# start of DATASET

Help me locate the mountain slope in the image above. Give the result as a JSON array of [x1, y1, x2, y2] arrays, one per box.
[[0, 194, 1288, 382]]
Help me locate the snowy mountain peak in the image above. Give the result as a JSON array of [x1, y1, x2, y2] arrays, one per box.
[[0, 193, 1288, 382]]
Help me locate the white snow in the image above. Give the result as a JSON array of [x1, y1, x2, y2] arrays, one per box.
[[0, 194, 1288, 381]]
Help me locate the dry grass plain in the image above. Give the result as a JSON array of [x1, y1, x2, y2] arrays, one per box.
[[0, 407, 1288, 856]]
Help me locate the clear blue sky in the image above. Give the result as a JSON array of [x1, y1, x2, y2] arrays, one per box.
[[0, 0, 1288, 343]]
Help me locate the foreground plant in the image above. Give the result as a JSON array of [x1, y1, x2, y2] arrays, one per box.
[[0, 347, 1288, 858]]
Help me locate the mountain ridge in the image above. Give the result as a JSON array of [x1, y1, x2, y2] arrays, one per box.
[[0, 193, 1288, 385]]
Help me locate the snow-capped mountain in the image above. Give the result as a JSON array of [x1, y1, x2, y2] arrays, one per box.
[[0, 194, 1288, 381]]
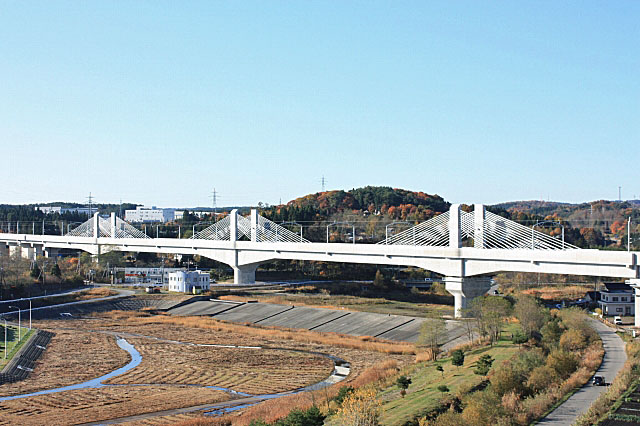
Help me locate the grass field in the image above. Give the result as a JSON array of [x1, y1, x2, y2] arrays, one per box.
[[107, 339, 333, 395], [0, 325, 33, 371], [220, 294, 453, 317], [0, 385, 229, 425], [0, 312, 414, 425], [380, 328, 518, 426], [0, 328, 129, 396]]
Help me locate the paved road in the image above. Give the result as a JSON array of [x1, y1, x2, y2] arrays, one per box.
[[538, 319, 627, 426], [0, 288, 136, 315]]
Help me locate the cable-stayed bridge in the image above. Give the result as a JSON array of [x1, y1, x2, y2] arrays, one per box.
[[0, 204, 640, 318]]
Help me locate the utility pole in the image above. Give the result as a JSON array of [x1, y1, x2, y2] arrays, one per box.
[[211, 188, 218, 219], [87, 192, 93, 218]]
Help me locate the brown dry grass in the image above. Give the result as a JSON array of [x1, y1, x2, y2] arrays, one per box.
[[179, 360, 398, 426], [0, 386, 229, 425], [95, 311, 416, 354], [76, 287, 118, 300], [108, 338, 333, 395], [522, 285, 591, 300], [0, 312, 412, 424]]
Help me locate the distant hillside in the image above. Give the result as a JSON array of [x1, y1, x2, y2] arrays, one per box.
[[491, 200, 640, 246], [272, 186, 450, 220]]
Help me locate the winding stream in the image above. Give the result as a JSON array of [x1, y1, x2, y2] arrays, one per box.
[[0, 336, 350, 423], [0, 338, 142, 402]]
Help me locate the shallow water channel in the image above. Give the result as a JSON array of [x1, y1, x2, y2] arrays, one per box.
[[0, 337, 350, 416], [0, 338, 142, 401]]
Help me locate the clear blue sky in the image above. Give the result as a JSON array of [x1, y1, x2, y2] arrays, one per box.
[[0, 0, 640, 207]]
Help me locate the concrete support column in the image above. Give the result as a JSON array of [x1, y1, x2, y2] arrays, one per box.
[[21, 247, 36, 260], [473, 204, 485, 248], [232, 265, 258, 284], [93, 212, 100, 238], [627, 278, 640, 327], [444, 277, 491, 318], [109, 212, 118, 238], [9, 245, 22, 256], [44, 247, 60, 257], [251, 209, 258, 243], [449, 204, 462, 248], [229, 209, 238, 241]]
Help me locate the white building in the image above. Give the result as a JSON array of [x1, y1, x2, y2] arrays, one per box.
[[35, 206, 98, 216], [116, 268, 183, 287], [174, 210, 213, 220], [124, 206, 175, 223], [598, 283, 635, 316], [169, 271, 211, 293]]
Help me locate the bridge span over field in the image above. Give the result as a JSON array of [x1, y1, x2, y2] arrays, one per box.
[[0, 204, 640, 318]]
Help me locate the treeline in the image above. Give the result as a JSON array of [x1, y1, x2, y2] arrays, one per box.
[[262, 186, 450, 222]]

# end of DATASET

## SET EXERCISE
Reproduce all of the lines above verbatim, leaving out the pictures.

## EXPECTED ANSWER
Help me locate the mountain slope in the image above. Give the result as a JSON array of [x1, y1, x2, y2] arrays, one per box.
[[0, 194, 1288, 382]]
Help me locate the snowy mountain peak in the image above. Give the result as a JSON array of [x1, y1, x2, y2] arrays, one per box.
[[0, 193, 1288, 382]]
Help me locate the white snow in the image above. Give the result as a JSON array of [x1, y1, x2, y2] arrays, one per box.
[[0, 194, 1288, 381]]
Help me locate the dry grass plain in the image above. Give the result as a JSON array of [x1, y1, x2, y2] arrays, one per box.
[[0, 407, 1288, 856]]
Help me locate the clear blue sky in the image above. Give the result as a JSON array of [x1, y1, x2, y2] arrays, one per box.
[[0, 0, 1288, 343]]
Help me locate the foreground plant in the image above. Give the result as a JSON array of [x1, y1, x2, y2] arrays, one per box.
[[0, 347, 1288, 858]]
Help me locate the mountain ridge in the image above. Give the result as a JSON array of [x1, y1, x2, y2] arrays, one per box.
[[0, 193, 1288, 385]]
Help me locate the snow-capped mountain in the image above. Give the result as a JSON array of [x1, y1, x2, y2] arrays, one per box.
[[0, 194, 1288, 381]]
Help me locate the grass field in the image above. Give the result as a JSON array of [x1, y1, x2, y2] arrays, one per box.
[[107, 339, 333, 395], [0, 325, 33, 371], [220, 294, 453, 317], [0, 385, 229, 425], [0, 312, 414, 425], [380, 328, 518, 426], [0, 328, 129, 396]]
Help me locate the paved road in the image above. Give the result as a JSON array of [x1, y1, x2, y2] arrays, one per box.
[[538, 319, 627, 426], [0, 288, 136, 315]]
Help me locate the cable-stayed bridge in the image above. Give the result as a JSON array of [x1, y1, x2, y2] arrays, one per box.
[[0, 204, 640, 318]]
Help me locate the utility pole in the image above. Give the result as a JSON array of [x1, y1, x2, y2] arrays, one per box.
[[211, 188, 218, 219], [87, 192, 93, 218]]
Help me locate the brown dry grass in the image above. Give the result as a JSON array of [x1, y1, x2, y2] arrays, one per box.
[[179, 360, 398, 426], [0, 386, 229, 425], [95, 311, 416, 354], [76, 287, 118, 300], [108, 338, 333, 395], [522, 285, 591, 300], [0, 312, 412, 424]]
Help me locate the distant hillside in the image above. Give the result as a JSON array of [x1, y1, x2, y2] arrays, one per box.
[[491, 200, 640, 246], [272, 186, 450, 220]]
Help me locate the winding stream in the image above. Give the result as a JSON array of [x1, y1, x2, y2] arrays, one per box.
[[0, 336, 350, 423], [0, 338, 142, 402]]
Help me locate the shallow water channel in the image above. Give the result as a JSON array of [x1, y1, x2, y2] arrays, one per box.
[[0, 337, 350, 416], [0, 338, 142, 401]]
Help me locate the clear blue sky in the image above. Give the result as a JSON array of [x1, y1, x2, y2] arrays, one per box.
[[0, 0, 640, 207]]
Help me locate the concrete support column in the image above. Give the result as a JSON array of [x1, y1, x2, y2] arrays, one per box.
[[21, 247, 36, 260], [473, 204, 485, 248], [232, 265, 258, 284], [93, 212, 100, 238], [627, 278, 640, 327], [444, 277, 491, 318], [109, 212, 118, 238], [9, 245, 22, 256], [44, 247, 60, 257], [251, 209, 258, 243], [449, 204, 462, 248], [229, 209, 238, 241]]
Help me locate the white building in the image above. Give the result as a JSON array of [x1, y1, x2, y2] arrays, one per box.
[[35, 206, 98, 216], [116, 268, 183, 287], [174, 210, 213, 220], [124, 206, 175, 223], [598, 283, 635, 316], [169, 271, 211, 293]]
Help me locate the bridge span over field in the image above. Give the result as a JSON array of [x1, y1, x2, y2] arrays, one per box.
[[0, 204, 640, 318]]
Help me locate the treeline in the image above. Give the result as a JSON array of [x1, y1, x2, y2] arrays, one per box.
[[262, 186, 450, 222]]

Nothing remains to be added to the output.